>>>>>

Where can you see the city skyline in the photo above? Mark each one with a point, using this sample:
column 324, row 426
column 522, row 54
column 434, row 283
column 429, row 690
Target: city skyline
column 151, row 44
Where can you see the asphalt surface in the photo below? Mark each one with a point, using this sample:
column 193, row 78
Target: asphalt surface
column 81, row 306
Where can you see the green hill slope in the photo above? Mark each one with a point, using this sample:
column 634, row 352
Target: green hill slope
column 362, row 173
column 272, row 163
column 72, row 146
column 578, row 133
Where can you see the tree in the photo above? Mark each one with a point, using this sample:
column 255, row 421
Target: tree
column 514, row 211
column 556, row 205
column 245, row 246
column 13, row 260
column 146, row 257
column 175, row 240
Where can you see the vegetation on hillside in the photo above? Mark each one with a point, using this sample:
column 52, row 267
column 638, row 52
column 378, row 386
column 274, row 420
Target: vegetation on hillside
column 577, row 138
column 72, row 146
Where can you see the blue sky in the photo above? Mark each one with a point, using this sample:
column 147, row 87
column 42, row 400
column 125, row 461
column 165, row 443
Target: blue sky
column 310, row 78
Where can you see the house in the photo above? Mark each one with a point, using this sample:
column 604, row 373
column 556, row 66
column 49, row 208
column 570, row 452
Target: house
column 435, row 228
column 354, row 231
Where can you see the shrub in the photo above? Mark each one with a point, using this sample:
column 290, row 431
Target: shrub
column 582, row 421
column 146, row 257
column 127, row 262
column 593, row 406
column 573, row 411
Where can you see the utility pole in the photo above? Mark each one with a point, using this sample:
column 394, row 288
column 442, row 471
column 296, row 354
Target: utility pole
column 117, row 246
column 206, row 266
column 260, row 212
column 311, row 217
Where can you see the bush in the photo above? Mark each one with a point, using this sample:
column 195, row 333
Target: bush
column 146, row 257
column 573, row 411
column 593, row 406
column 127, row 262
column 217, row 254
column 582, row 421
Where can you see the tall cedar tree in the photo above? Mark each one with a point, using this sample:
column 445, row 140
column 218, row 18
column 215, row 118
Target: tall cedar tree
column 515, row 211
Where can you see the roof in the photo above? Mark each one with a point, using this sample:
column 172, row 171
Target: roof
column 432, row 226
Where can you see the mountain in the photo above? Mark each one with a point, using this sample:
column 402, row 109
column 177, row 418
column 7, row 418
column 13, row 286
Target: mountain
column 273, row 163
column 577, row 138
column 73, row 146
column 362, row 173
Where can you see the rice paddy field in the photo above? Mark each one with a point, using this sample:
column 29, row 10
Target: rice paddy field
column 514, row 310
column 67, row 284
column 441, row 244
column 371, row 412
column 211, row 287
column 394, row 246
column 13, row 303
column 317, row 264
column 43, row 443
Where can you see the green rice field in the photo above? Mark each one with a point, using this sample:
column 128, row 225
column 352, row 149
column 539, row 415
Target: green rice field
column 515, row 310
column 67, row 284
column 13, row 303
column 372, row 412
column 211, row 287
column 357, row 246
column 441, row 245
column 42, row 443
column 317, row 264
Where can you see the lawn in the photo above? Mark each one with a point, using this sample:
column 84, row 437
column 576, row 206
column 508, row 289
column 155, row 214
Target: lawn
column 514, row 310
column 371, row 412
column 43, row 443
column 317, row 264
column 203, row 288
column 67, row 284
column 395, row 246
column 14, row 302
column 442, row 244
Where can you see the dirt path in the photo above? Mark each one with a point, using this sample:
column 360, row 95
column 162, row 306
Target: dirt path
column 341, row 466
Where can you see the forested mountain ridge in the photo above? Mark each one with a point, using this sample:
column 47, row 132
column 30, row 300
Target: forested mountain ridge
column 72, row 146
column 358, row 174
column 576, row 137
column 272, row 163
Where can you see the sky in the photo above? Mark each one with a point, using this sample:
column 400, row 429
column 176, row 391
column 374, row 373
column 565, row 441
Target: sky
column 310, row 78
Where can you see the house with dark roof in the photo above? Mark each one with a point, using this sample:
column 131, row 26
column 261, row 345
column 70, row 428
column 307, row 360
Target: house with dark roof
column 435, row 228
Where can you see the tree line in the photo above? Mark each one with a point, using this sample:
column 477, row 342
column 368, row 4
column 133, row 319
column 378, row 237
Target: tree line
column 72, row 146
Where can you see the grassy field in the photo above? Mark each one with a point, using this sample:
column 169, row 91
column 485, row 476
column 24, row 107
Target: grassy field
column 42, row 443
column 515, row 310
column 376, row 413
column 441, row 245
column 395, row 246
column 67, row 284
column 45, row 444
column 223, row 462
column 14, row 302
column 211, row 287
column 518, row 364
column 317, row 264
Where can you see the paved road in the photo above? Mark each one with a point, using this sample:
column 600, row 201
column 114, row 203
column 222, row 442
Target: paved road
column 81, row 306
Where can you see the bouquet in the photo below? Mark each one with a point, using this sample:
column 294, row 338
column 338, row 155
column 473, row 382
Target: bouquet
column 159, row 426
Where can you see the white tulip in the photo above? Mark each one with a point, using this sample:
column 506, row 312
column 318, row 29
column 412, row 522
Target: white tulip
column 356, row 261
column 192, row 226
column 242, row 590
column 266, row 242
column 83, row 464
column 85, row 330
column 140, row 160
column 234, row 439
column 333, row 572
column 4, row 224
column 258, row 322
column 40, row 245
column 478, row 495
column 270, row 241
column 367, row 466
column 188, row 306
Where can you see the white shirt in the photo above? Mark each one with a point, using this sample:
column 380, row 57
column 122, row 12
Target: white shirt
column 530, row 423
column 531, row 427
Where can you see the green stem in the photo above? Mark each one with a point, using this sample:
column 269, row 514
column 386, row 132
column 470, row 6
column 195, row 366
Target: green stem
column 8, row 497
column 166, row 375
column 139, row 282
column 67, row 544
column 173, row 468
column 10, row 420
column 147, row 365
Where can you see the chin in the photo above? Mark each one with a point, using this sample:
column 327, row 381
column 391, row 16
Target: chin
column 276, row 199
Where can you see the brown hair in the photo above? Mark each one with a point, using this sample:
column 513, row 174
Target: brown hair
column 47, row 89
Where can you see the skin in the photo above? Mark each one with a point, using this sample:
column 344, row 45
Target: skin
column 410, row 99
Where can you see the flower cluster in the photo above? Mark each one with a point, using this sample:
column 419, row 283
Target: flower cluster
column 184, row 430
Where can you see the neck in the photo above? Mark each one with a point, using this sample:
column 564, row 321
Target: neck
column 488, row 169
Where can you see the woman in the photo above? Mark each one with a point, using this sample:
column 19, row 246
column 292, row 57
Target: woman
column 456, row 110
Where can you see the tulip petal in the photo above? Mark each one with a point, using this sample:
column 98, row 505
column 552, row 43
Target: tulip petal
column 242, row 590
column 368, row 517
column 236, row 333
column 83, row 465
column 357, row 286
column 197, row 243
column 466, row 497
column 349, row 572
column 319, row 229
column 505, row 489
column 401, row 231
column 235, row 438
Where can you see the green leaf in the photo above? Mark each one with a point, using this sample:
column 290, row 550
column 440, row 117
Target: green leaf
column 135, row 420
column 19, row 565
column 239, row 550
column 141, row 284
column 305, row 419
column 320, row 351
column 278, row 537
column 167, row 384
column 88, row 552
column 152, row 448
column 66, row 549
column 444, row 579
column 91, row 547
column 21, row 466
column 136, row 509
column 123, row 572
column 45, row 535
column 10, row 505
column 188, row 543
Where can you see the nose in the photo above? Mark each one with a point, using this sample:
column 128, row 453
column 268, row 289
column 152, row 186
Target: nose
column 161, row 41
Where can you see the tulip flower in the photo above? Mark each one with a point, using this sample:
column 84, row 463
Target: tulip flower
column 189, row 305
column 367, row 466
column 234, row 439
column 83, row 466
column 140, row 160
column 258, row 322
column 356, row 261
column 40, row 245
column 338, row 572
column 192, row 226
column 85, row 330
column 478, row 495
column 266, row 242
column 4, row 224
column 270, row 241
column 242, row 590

<<<<<

GESTELLTE AUFGABE:
Zitiere die obigen Daten vollständig und Zeile für Zeile ohne jede Änderung.

ERGEBNIS DER AUFGABE:
Where can you see the city skyline in the photo above? Mark each one with a point, using this sample:
column 324, row 426
column 522, row 54
column 434, row 283
column 429, row 690
Target: city skyline
column 151, row 44
Where can you see the asphalt surface in the photo below? Mark each one with a point, using this sample:
column 193, row 78
Target: asphalt surface
column 81, row 306
Where can you see the green hill slope in the photo above? Mark each one with a point, using this sample:
column 634, row 352
Target: green hill slope
column 362, row 173
column 272, row 163
column 72, row 146
column 578, row 133
Where can you see the tree in the photo above? Mark each one with a point, using this sample:
column 255, row 421
Target: tree
column 514, row 211
column 556, row 205
column 245, row 246
column 13, row 260
column 146, row 257
column 175, row 240
Where can you see the vegetation on hillside in the photo above? Mark each one with a point, using this sample:
column 52, row 267
column 638, row 52
column 378, row 386
column 274, row 420
Target: vegetation on hillside
column 577, row 138
column 72, row 146
Where can you see the blue sky in the photo above? Mark each one with a point, using this sample:
column 147, row 87
column 42, row 400
column 125, row 461
column 165, row 443
Target: blue sky
column 310, row 78
Where can you see the house in the photo above? Mark each one with a point, using this sample:
column 604, row 373
column 556, row 66
column 49, row 208
column 570, row 452
Target: house
column 435, row 228
column 354, row 231
Where can you see the shrub in the photo above? Mark each one with a point, using this sample:
column 290, row 431
Target: shrub
column 582, row 421
column 146, row 257
column 127, row 262
column 593, row 406
column 573, row 411
Where can you see the utility pole in the photo above? Mark each one with a point, using this sample:
column 394, row 288
column 442, row 471
column 296, row 354
Target: utility pole
column 117, row 246
column 206, row 266
column 260, row 212
column 311, row 217
Where can you see the bush in the photo above? Mark each one with a point, using this sample:
column 195, row 333
Target: bush
column 146, row 257
column 573, row 411
column 593, row 406
column 127, row 262
column 217, row 254
column 582, row 421
Where can you see the tall cedar tree in the photo above? Mark each one with a point, using this sample:
column 445, row 140
column 218, row 18
column 215, row 118
Target: tall cedar tree
column 515, row 211
Where can you see the roof in the photo above? Mark each one with a point, using this sample:
column 172, row 171
Target: roof
column 432, row 226
Where can you see the mountain in the photo above? Mark each one with a point, using this sample:
column 402, row 109
column 177, row 418
column 7, row 418
column 13, row 286
Target: mountain
column 273, row 163
column 577, row 138
column 73, row 146
column 362, row 173
Where can you see the rice paddy field in the photo above? Mark each one with a point, using this sample:
column 29, row 10
Target: rice paddy field
column 514, row 310
column 67, row 284
column 441, row 244
column 371, row 412
column 211, row 287
column 394, row 246
column 13, row 303
column 317, row 264
column 43, row 443
Where can you see the green rice field in the photo above? Mark each one with a point, using this sample:
column 128, row 225
column 352, row 149
column 539, row 415
Target: green rice field
column 515, row 310
column 67, row 284
column 13, row 303
column 372, row 412
column 211, row 287
column 357, row 246
column 441, row 245
column 42, row 443
column 317, row 264
Where can you see the lawn in the photo above? Mark each one with a point, using this sample:
column 84, row 437
column 576, row 206
column 508, row 289
column 155, row 214
Target: lawn
column 514, row 310
column 371, row 412
column 43, row 443
column 317, row 264
column 203, row 288
column 67, row 284
column 395, row 246
column 14, row 302
column 442, row 244
Where can you see the dirt path in the photo above? Mark each one with a point, using this sample:
column 360, row 95
column 162, row 306
Target: dirt path
column 341, row 466
Where can you see the forested mountain ridge in the photo above? Mark each one with a point, using this sample:
column 47, row 132
column 30, row 300
Target: forested mountain ridge
column 72, row 146
column 358, row 174
column 576, row 137
column 272, row 163
Where can you see the sky in the photo above? Mark each one with a point, using this sample:
column 400, row 429
column 176, row 391
column 374, row 373
column 565, row 441
Target: sky
column 310, row 78
Where can you see the house with dark roof in the photo above? Mark each one with a point, using this sample:
column 131, row 26
column 261, row 345
column 70, row 428
column 307, row 360
Target: house with dark roof
column 435, row 228
Where can you see the tree line in the photo above? Mark each one with a point, using this sample:
column 477, row 342
column 368, row 4
column 133, row 319
column 378, row 237
Target: tree line
column 72, row 146
Where can you see the grassy field in the photo above? Mark each one with a point, using this sample:
column 169, row 91
column 485, row 476
column 24, row 107
Target: grassy field
column 42, row 443
column 515, row 310
column 376, row 413
column 441, row 245
column 395, row 246
column 67, row 284
column 45, row 444
column 223, row 462
column 14, row 302
column 211, row 287
column 518, row 364
column 317, row 264
Where can you see the paved road in the photo above? Mark each one with a point, using this sample:
column 600, row 201
column 114, row 203
column 222, row 442
Target: paved road
column 81, row 306
Where can you see the bouquet in the photo below? Mark each one with a point, using this sample:
column 294, row 338
column 338, row 155
column 473, row 382
Target: bouquet
column 159, row 426
Where can you see the white tulip in the photo above? Mark each one with a point, using this sample:
column 506, row 312
column 318, row 29
column 412, row 522
Target: white tulip
column 356, row 261
column 192, row 226
column 242, row 590
column 266, row 242
column 83, row 464
column 85, row 330
column 140, row 160
column 234, row 439
column 333, row 572
column 4, row 224
column 258, row 322
column 40, row 245
column 478, row 495
column 270, row 241
column 367, row 466
column 188, row 306
Where can you see the white shirt in the photo above? Mark each one with a point, using this sample:
column 380, row 57
column 122, row 12
Target: white shirt
column 530, row 423
column 531, row 427
Where can you see the green stem in the photo above? Mark each one with a point, using this sample:
column 269, row 514
column 386, row 132
column 470, row 6
column 195, row 366
Target: green stem
column 8, row 497
column 166, row 375
column 139, row 282
column 67, row 544
column 173, row 468
column 10, row 420
column 147, row 365
Where can you see the chin in the photo above? Mark each one with a point, using this sample:
column 327, row 381
column 391, row 16
Target: chin
column 276, row 199
Where can you see the brown hair in the photo above? Mark each one with a point, using this sample:
column 513, row 174
Target: brown hair
column 47, row 89
Where can you see the skin in the photo above? Mark each one with a point, using this sample:
column 344, row 45
Target: skin
column 410, row 99
Where can you see the flower cluster in the photo above? Mark each one with a point, using this sample:
column 419, row 283
Target: flower cluster
column 184, row 430
Where can you see the neck in the photo above? Mark each one with a point, using this sample:
column 564, row 321
Target: neck
column 488, row 169
Where can you see the woman in the photo above? Mark each one with a point, using this sample:
column 19, row 246
column 292, row 57
Target: woman
column 456, row 110
Where can you see the tulip petal in the photo above? Mark each one with a point, using this sample:
column 98, row 505
column 552, row 43
Target: tulip petal
column 242, row 590
column 368, row 517
column 236, row 333
column 83, row 465
column 357, row 286
column 197, row 243
column 466, row 497
column 349, row 572
column 319, row 229
column 505, row 489
column 401, row 231
column 235, row 438
Where can you see the green leaf in the photo above? Mark each one with a point, using this sample:
column 290, row 550
column 440, row 117
Target: green leaf
column 135, row 420
column 19, row 565
column 239, row 550
column 141, row 284
column 305, row 419
column 320, row 351
column 278, row 537
column 167, row 384
column 88, row 552
column 152, row 448
column 66, row 549
column 444, row 579
column 91, row 547
column 21, row 466
column 136, row 509
column 123, row 572
column 45, row 535
column 10, row 505
column 188, row 543
Where can you see the nose in the photo above? Mark each one with a point, using this sample:
column 128, row 453
column 268, row 289
column 152, row 186
Target: nose
column 161, row 41
Where can you see the tulip flower in the photo above? Mark each one with a point, using this sample:
column 84, row 463
Target: tulip flower
column 189, row 305
column 367, row 466
column 234, row 439
column 83, row 466
column 140, row 160
column 258, row 322
column 356, row 261
column 40, row 245
column 338, row 572
column 192, row 226
column 85, row 330
column 478, row 495
column 266, row 242
column 4, row 224
column 270, row 241
column 242, row 590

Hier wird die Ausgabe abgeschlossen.